▶ **PROVIDED TEXT**
Inclusion and exclusion criteria

The selected publications were scrutinized for hMLH1 hypermethylation/expression to clinicopathological consequences in patients of NSCLC in this meta-analysis. The eligibility of the studies was evaluated using the following criteria: 1) full papers published in English or Chinese, 2) hMLH1 hypermethylation and/or expression evaluated in the NSCLC patients’ lung tissues and/or paired normal lung tissues, 3) research that determines the effects of hMLH1 hypermethylation on NSCLC clinicopathological characteristics and prognosis, 4) a sensitive technique of bisulfate conversion-specific and methylation-specific PCR (MSP) or combined bisulfate restriction analysis (COBRA) or MethyLight assay being used to detect hMLH1 methylation status, 5) publications with hazard ratio (HR) and probabilities for overall survival (OS) at 95% confidence interval (CI) were available. We excluded literature if 1) studies used cell cultures in vitro and animals in vivo; 2) they were secondary articles (reviews, editorials, letters, and expert opinion), case reports, conference abstracts; 3) literature not written in English and Chinese; and 4) publications lack of OS and HR about OS.

Data extraction

The data extraction followed the methods as described previously.24 Two authors independently collected the data from the selected literature. Any dispute in opinion raised by the two investigators was resolved after discussion. The basic information of each publication such as the authorship, year, number of patients, sources of tissues, clinical stage, and hMLH1 hypermethylation and/or expression were recorded and transferred to a table. The eligibility for a meta-analysis was gauged by heterogeneity.

Data analysis

We analyzed the data using Review Manager 5.2 (Cochrane Collaboration, Oxford, UK). Odds ratios (ORs) as well as 95% CIs were measured for dichotomous variables. A P-value of <0.05 was considered to be significantly significant. The heterogeneity of variance, not random effects, between the studies was measured by I2, with the significance being set at P<0.10. If I2 was less than 50%, heterogeneity is assumed to be low. A fixed-effect model rather than a random model was used if heterogeneity did not exist and vice versa.

▶ **WORK REQUEST 1**
In the meta-analysis methods passage, which software was used to analyze the data?
▶ **WORK REQUEST 2**
Carry on writing the meta-analysis methods passage, starting after its final sentence.

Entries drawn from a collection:
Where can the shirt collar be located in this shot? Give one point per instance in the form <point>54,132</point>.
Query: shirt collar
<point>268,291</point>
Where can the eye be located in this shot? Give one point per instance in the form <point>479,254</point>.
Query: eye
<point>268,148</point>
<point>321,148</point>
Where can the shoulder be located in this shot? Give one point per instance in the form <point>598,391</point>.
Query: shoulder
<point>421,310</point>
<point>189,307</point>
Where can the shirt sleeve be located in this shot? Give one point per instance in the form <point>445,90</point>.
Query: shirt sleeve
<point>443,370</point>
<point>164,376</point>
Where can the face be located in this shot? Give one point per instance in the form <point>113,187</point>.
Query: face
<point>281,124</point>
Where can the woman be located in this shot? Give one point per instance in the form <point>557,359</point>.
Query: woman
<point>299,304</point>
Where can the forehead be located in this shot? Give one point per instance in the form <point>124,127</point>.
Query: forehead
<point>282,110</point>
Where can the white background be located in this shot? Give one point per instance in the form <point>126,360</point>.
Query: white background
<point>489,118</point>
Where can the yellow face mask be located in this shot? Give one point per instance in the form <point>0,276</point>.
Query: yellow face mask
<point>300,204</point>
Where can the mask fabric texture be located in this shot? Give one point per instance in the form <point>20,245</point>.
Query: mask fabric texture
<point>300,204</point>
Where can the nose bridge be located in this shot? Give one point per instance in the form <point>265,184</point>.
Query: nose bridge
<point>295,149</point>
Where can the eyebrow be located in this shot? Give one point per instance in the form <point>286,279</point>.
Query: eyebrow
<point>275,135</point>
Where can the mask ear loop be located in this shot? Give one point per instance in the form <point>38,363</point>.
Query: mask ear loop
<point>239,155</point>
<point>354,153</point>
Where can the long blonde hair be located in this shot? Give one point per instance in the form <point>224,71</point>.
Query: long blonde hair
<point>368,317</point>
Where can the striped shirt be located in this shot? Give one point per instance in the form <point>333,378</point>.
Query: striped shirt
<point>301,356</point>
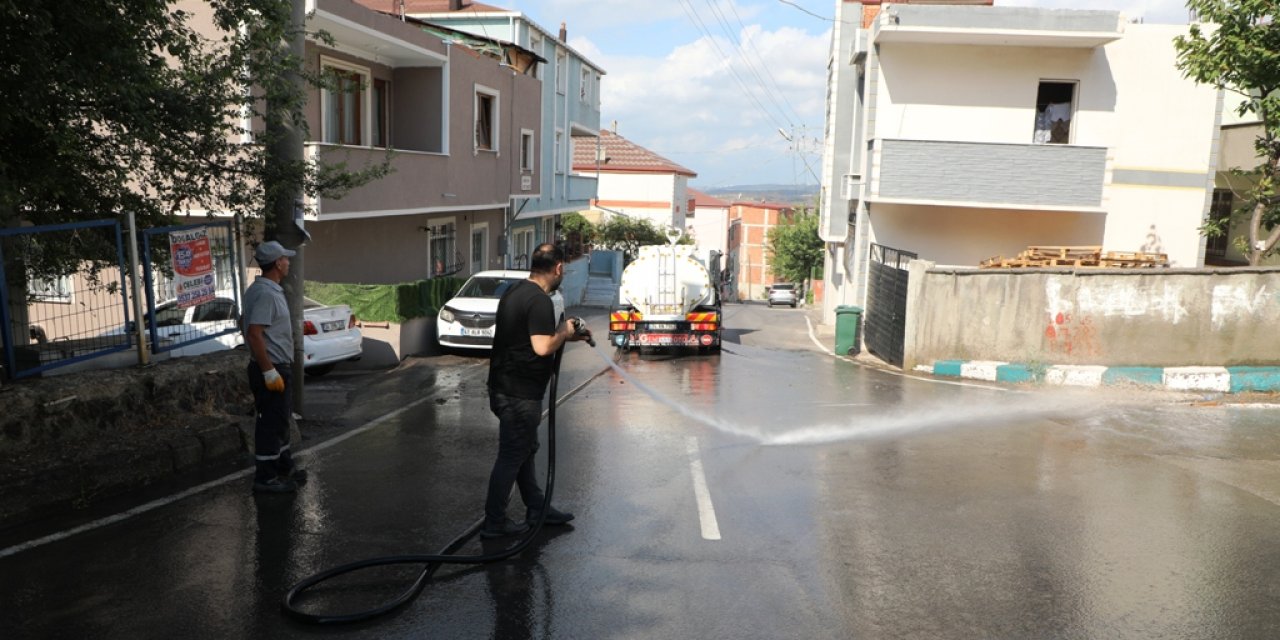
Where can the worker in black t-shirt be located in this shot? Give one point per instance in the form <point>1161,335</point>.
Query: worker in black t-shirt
<point>525,342</point>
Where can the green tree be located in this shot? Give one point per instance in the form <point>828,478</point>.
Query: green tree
<point>1240,53</point>
<point>795,247</point>
<point>123,105</point>
<point>627,234</point>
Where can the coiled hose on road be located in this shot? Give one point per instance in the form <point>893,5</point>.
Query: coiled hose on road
<point>433,562</point>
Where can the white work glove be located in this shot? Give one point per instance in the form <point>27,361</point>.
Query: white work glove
<point>274,382</point>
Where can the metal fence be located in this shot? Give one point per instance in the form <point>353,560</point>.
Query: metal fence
<point>54,315</point>
<point>65,293</point>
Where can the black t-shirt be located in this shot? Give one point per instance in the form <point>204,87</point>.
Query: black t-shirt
<point>515,369</point>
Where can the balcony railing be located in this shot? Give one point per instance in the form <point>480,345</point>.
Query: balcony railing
<point>997,174</point>
<point>581,188</point>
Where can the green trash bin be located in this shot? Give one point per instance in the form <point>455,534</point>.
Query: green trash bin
<point>848,323</point>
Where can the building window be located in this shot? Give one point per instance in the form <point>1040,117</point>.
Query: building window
<point>1055,104</point>
<point>561,72</point>
<point>1220,210</point>
<point>439,250</point>
<point>524,247</point>
<point>535,45</point>
<point>487,119</point>
<point>342,104</point>
<point>382,110</point>
<point>526,150</point>
<point>560,151</point>
<point>549,228</point>
<point>479,247</point>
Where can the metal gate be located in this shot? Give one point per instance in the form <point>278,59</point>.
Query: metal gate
<point>886,302</point>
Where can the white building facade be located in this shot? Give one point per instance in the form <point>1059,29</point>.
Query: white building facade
<point>959,133</point>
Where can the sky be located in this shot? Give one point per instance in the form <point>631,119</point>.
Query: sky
<point>734,90</point>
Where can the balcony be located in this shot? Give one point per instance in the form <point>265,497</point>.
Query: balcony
<point>997,26</point>
<point>1000,176</point>
<point>581,190</point>
<point>420,181</point>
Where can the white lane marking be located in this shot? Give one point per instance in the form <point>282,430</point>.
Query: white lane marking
<point>229,478</point>
<point>824,350</point>
<point>705,510</point>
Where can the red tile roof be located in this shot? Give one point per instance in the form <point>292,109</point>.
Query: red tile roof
<point>625,156</point>
<point>708,201</point>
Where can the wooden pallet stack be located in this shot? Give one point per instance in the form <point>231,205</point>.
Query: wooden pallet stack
<point>1088,256</point>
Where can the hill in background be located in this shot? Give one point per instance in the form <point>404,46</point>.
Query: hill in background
<point>780,193</point>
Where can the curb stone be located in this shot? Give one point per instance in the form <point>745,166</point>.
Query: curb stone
<point>1223,379</point>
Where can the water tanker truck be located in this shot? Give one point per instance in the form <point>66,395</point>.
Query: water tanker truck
<point>667,300</point>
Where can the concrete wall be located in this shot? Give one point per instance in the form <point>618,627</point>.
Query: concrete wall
<point>1096,316</point>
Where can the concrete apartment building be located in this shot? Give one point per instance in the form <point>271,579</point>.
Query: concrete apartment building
<point>568,96</point>
<point>708,224</point>
<point>452,119</point>
<point>749,260</point>
<point>635,182</point>
<point>960,132</point>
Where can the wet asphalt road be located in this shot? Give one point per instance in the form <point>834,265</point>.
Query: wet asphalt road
<point>769,492</point>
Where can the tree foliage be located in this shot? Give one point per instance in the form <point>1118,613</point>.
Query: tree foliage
<point>795,247</point>
<point>1239,51</point>
<point>123,105</point>
<point>627,234</point>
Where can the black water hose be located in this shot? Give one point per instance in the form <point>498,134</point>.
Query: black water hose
<point>432,561</point>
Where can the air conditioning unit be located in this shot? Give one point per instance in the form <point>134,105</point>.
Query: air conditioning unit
<point>850,186</point>
<point>858,55</point>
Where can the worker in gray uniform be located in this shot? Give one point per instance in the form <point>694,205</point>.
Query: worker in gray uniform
<point>269,334</point>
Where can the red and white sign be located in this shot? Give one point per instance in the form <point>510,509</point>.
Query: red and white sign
<point>192,266</point>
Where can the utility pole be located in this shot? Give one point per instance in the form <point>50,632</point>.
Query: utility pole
<point>286,208</point>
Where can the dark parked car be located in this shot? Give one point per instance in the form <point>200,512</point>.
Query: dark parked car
<point>784,295</point>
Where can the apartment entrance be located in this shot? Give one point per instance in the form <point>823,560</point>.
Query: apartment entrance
<point>886,302</point>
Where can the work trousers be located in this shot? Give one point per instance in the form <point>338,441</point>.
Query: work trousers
<point>517,444</point>
<point>272,426</point>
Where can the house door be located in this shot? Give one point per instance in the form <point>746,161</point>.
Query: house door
<point>479,248</point>
<point>886,304</point>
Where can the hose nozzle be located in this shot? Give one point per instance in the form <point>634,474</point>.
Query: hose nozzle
<point>581,330</point>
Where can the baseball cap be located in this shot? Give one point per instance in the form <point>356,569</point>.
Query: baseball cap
<point>272,251</point>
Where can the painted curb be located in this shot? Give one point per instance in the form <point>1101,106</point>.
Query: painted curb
<point>1235,379</point>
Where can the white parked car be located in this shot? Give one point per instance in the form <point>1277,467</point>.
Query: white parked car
<point>467,319</point>
<point>329,333</point>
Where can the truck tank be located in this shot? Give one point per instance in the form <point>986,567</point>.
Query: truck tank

▶ **FINAL ANSWER 1**
Review Manager 5.2 (Cochrane Collaboration, Oxford, UK).

▶ **FINAL ANSWER 2**
Fifty nine publications were obtained by searching the databases of Scopus, Embase, Biosis Previews, Cochrane Library, and Clinical Topic Database. After filtering the titles, abstracts, and references by inclusion and exclusion criteria, 13 publications in full-text were finally included for qualitative analysis in this meta-analysis. The workflow for the selection is shown in Figure 1. The study from Tang et al25 was excluded because the authors compared the promoter hypermethylation of hMLH1 between lung primary adenocarcinomas and colorectal metastasis to the lung and did not provide information on noncancerous controls. In addition, the study from Ali et al26 separated the NSCLC caused by exposure to chromate in their study, squamous carcinomas with 10 of 33 methylation for hMLH1 and 23 of 33 unmethylation for hMLH1, while adenoma with 0 of 2 methylation of hMLH1 and 2 of 2 unmethylation of hMLH1. However, there were no non-lung cancer controls, and so it was excluded as well.

Figure 1 Flow chart of study selection.

Patient survival analysis by Kaplan–Meier plotter, a public database

An online database27 was used to assess the relevance of hMLH1 expression to OS. The database was established using gene expression data and survival information of 1,928 patients downloaded from Gene Expression Omnibus (GEO) (Affymetrix HGU133A and HGU133+2 microarrays). Briefly, hMLH1 gene was entered into the database (http://kmplot.com/breast/) to obtain Kaplan–Meier survival plots where the number-at-risk is indicated below the main plot. HR (and 95% CI) and log rank P were calculated and displayed on the webpage.

Results

Selection of studies

Fifty-nine articles were recognized following the search criteria set by us. Forty-six of these were not included because they were in vitro and/or in vivo studies, secondary articles, or articles without the appropriate control population. Finally, 13 eligible and relevant studies were included in the current meta-analysis (Figure 1).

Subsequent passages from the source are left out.